- _Dados fornecidos_:
───
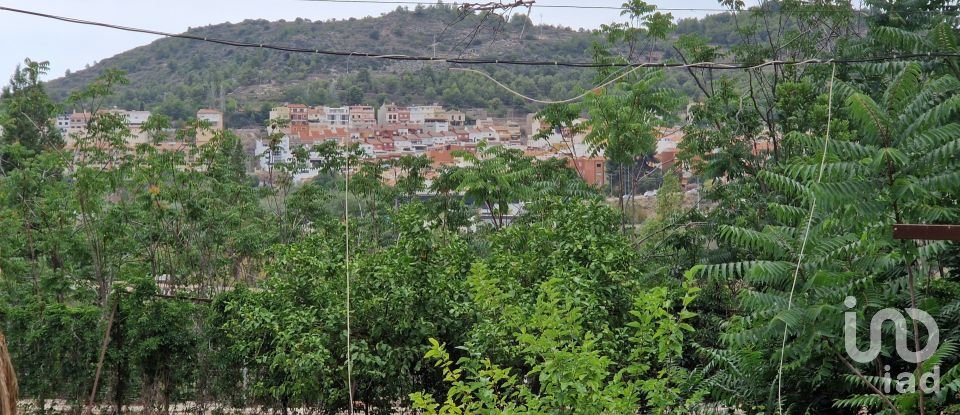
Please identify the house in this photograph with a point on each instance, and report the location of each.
(215, 118)
(436, 125)
(481, 134)
(338, 116)
(362, 116)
───
- _Tarefa curta_: Altere os dados acima trocando "house" por "building" e mantendo todo o resto igual. Deixe as imagens de fora da resposta.

- _Resposta completa_:
Please identify the building in this photograph with a point on each instance, and report the location of each.
(215, 118)
(436, 125)
(481, 134)
(338, 116)
(362, 116)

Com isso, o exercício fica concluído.